### Records for processing

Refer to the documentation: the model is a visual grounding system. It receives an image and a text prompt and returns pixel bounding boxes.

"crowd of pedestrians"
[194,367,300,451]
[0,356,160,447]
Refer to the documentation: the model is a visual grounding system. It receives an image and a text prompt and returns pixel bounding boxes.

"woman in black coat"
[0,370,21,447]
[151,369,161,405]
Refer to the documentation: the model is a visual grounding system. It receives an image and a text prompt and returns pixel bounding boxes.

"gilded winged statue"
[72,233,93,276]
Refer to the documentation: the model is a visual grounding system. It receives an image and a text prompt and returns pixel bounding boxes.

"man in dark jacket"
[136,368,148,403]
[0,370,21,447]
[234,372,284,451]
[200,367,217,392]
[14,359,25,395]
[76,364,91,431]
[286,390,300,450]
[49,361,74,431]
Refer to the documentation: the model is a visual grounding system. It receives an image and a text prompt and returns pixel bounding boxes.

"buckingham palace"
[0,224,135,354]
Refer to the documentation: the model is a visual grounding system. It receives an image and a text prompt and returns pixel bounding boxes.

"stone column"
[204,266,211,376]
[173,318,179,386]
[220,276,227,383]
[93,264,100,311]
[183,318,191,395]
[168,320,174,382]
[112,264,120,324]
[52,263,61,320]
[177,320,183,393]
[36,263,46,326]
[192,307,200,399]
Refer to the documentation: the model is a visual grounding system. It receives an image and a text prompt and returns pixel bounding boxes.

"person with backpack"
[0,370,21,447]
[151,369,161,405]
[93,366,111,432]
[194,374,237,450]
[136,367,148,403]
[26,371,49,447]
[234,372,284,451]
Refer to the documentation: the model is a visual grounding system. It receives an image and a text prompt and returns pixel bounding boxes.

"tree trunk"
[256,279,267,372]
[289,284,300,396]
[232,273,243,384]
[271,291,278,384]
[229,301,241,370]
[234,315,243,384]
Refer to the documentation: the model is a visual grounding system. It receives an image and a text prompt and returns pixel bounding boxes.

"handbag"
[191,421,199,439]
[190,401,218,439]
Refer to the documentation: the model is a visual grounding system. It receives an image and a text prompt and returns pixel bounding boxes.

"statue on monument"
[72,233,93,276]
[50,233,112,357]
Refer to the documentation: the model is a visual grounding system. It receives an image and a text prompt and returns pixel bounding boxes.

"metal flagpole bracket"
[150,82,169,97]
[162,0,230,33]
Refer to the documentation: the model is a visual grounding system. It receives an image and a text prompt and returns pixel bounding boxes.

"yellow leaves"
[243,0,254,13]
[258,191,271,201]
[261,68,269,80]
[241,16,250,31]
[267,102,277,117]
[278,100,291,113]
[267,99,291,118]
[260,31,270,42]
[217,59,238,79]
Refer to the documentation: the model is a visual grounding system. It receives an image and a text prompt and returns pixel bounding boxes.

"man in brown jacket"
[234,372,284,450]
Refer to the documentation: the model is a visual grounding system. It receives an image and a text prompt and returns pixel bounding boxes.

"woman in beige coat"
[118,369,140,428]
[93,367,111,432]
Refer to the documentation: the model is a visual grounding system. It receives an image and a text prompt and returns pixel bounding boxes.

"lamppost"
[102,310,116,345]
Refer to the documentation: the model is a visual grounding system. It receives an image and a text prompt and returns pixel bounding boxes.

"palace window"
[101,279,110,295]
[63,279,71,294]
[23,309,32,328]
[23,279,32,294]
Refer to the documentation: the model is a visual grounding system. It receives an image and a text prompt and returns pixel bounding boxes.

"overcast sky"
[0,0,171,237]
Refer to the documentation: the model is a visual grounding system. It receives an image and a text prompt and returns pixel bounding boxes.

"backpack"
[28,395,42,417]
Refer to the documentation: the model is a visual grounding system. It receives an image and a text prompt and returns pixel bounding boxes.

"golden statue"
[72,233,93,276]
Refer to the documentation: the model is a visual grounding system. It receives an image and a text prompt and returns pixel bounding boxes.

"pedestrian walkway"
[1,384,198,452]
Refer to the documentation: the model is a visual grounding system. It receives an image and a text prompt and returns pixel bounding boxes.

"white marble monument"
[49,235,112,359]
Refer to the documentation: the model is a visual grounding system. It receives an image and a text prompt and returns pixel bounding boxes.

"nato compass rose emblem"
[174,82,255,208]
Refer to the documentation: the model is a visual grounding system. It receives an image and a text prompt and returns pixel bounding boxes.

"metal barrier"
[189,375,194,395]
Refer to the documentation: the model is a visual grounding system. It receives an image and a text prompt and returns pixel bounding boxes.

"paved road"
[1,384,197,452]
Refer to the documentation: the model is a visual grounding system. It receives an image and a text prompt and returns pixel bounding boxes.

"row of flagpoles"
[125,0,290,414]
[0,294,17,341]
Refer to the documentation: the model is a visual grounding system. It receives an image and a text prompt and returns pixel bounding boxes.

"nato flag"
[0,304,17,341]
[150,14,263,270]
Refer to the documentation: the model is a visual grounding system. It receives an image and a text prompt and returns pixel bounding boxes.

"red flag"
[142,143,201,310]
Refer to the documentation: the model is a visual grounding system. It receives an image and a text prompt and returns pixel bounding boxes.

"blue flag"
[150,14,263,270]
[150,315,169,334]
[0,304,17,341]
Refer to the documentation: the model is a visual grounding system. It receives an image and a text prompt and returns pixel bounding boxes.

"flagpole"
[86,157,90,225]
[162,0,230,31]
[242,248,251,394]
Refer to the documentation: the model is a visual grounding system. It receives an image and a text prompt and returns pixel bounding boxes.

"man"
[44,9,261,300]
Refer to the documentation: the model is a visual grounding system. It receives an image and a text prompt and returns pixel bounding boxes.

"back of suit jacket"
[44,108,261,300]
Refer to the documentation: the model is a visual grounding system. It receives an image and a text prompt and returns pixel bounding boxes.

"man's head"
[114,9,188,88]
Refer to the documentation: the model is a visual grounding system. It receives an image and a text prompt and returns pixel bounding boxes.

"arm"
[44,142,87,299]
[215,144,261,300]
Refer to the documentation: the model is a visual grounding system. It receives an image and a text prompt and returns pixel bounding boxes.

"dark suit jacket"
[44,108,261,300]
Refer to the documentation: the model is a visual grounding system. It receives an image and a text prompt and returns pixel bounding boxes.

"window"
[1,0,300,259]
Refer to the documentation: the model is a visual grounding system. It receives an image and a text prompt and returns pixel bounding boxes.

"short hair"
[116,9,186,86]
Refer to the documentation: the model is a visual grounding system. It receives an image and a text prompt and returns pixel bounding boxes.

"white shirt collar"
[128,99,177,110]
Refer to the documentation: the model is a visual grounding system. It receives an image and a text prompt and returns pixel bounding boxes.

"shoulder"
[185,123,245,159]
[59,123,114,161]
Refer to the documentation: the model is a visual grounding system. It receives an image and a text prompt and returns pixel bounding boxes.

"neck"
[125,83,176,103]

######

### What to do:
Write out all of the lines above again, swapping every "text prompt" for "text query" and leaving everything else unchanged.

### Task answer:
Refer to the documentation: the model is a visual grounding system. It receives an image and a text query and returns pixel bounding boxes.

"crowd of pedestrians"
[194,367,300,451]
[0,356,160,447]
Refer to the documentation: the model is a visual grounding system. It receives an image and a text query and returns pixel bounding boxes.

"woman in black coat"
[0,370,21,447]
[151,369,161,405]
Refer to the documentation: the model is a visual grounding system. It receives an image and a text query and returns pixel bounding boxes.

"gilded winged statue"
[72,233,93,276]
Refer to the documentation: the model is a visual grounding system. It receives an image and a text query and returns pixel bounding boxes.

"man in dark jacket"
[136,368,148,403]
[0,370,21,447]
[234,372,284,451]
[200,367,217,392]
[14,359,25,395]
[76,364,91,431]
[286,390,300,450]
[49,361,74,431]
Refer to the documentation: the model is a visual grounding system. It receives an image and a text query and returns pixel bounding boxes.

"buckingham palace"
[0,224,135,354]
Refer to the documentation: the model is a visual grounding system. It receives an image and a text query and returns pixel bounding boxes.

"stone column"
[204,266,211,376]
[173,318,179,386]
[220,276,227,383]
[93,264,100,311]
[183,318,191,395]
[168,320,174,382]
[112,264,120,324]
[52,263,61,320]
[177,320,183,393]
[36,263,46,326]
[192,307,200,399]
Refer to the documentation: the model is a visual grounding system. It receives an image and a text query and returns pixel bounding boxes.

"person with backpack"
[0,370,21,447]
[151,369,161,405]
[93,366,111,432]
[194,374,237,450]
[136,367,148,403]
[26,371,49,447]
[234,372,284,451]
Refer to the documentation: the model is a visual grounding system. It receives an image and a text query and returns pixel bounding boxes.

"tree trunk"
[256,279,267,372]
[289,284,300,396]
[232,273,243,384]
[271,291,278,384]
[229,301,241,370]
[234,315,243,384]
Refer to the documentation: the model is a visual grounding system. It receives an image and a text query and returns pixel bounding boxes.

"handbag"
[191,421,199,439]
[190,401,218,439]
Refer to the documentation: the model is a visual grounding system. It receives an image and a text query and returns pixel bounding boxes.

"statue on monument"
[72,233,93,276]
[50,233,112,357]
Refer to the documentation: the model is a visual grounding system. It receives an image and a text query and returns pixel bounding boxes.

"metal flagpole bracket"
[150,82,169,97]
[162,0,230,33]
Refer to the documentation: the model is a visual grounding system. It receives an image and a text query and returns pixel bounding boxes.

"yellow leaves"
[243,0,254,13]
[258,191,271,201]
[261,68,269,80]
[241,16,250,31]
[267,102,277,117]
[278,100,291,113]
[267,99,291,118]
[260,31,270,42]
[217,59,238,79]
Refer to the documentation: the model is a visual grounding system. It receives an image and a text query and returns pixel bounding boxes.

"man in brown jacket"
[234,372,284,450]
Refer to the documentation: the model is a visual grounding system. It receives an image and a text query and returns pixel bounding boxes.

"woman in beige coat"
[118,369,140,428]
[93,367,111,432]
Refer to the documentation: the model is a visual grounding system. It receives an image and a text query and returns pixel bounding boxes.

"lamppost"
[102,310,116,345]
Refer to the documentation: the model is a visual grounding system. It receives an image and a text query and returns pixel bounding boxes.

"palace window"
[101,279,110,295]
[63,279,71,294]
[23,309,32,328]
[23,279,32,294]
Refer to the documentation: the model is a visual grounding system. It receives an image and a text query and returns pixel bounding boxes.

"overcast sky"
[0,0,171,237]
Refer to the documentation: the model is a visual grounding system. It receives an image and a text query and returns pixel bounding boxes.

"backpack"
[28,395,42,417]
Refer to the documentation: the model is a visual grounding system. It receives an image and a text query and returns pixel bounding boxes.

"golden statue"
[72,233,93,276]
Refer to the documentation: the model is a visual grounding system. It receives an image and a text query and returns pixel bounding boxes.

"pedestrian walkway"
[1,384,198,452]
Refer to the documentation: the model is a visual grounding system. It receives an image and a text query and returns pixel bounding boxes.

"white marble monument"
[49,235,112,359]
Refer to the documentation: the model is a visual grounding system. It receives an image and a text query and returns pixel bounding boxes.

"nato compass rose emblem"
[174,82,255,208]
Refer to the documentation: the model is a visual grounding system. It receives an image and a text query and returns pixel bounding boxes.

"metal barrier"
[189,375,194,395]
Refer to the documentation: the model is a visual grounding system. It receives an image and a text query and returns pixel bounding boxes.

"paved road"
[1,384,197,452]
Refer to the documentation: the model is a visual grounding system. It receives an image and a text query and returns pixel bounding boxes.

"row of flagpoles"
[125,0,290,414]
[0,294,17,341]
Refer to the documentation: the model is a visual grounding system. It receives an image and a text query and returns pixel bounding boxes.

"nato flag"
[0,304,17,341]
[150,14,263,270]
Refer to the documentation: the model is a visual grounding system. It receives an image and a text query and returns pixel bounding boxes.

"red flag"
[142,143,201,310]
Refer to the documentation: the model is a visual grounding system. It receives an image and a text query and returns pixel bounding boxes.

"blue flag"
[150,14,263,270]
[150,315,169,334]
[0,304,17,341]
Refer to the documentation: the model is a visual grounding system. It receives an image and a text query and returns pixel bounding boxes.

"flagpole"
[86,157,90,225]
[162,0,230,31]
[242,248,251,394]
Refer to the documentation: the model is a visual grounding system. It receives an image and a text query and returns pixel bounding boxes.

"man"
[44,9,261,300]
Refer to the documentation: the model is a visual grounding system. It receives an image and a text query and returns pixel bounding boxes.

"back of suit jacket"
[44,108,261,300]
Refer to the documentation: the model is a visual grounding system. It receives an image and a text query and returns pixel bounding boxes.

"man's head"
[114,9,188,88]
Refer to the documentation: the model is a visual grounding system. It receives an image and a text query and returns pixel bounding boxes.

"arm"
[44,142,87,299]
[215,144,261,300]
Refer to the documentation: the model is a visual grounding system. It receives an image and a text query and returns pixel bounding boxes.

"dark suit jacket"
[44,108,261,300]
Refer to the documentation: the model is a visual grounding system. It receives an image and a text query and returns pixel bounding boxes.

"window"
[1,0,300,259]
Refer to the documentation: the model is a visual grounding system. It receives an image and a text query and returns pixel bounding boxes.

"short hair"
[116,9,186,86]
Refer to the documentation: the model is a visual grounding system. It receives an image and a text query and returns pixel bounding boxes.

"white shirt collar"
[128,99,177,110]
Refer to the documentation: the model is a visual grounding system. It receives an image and a text query and returns pixel bounding boxes.

"shoulder"
[185,123,245,159]
[59,123,114,161]
Refer to the documentation: the model is a visual grounding system. It receives an image and a text query and returns pixel bounding boxes.

"neck"
[125,83,176,103]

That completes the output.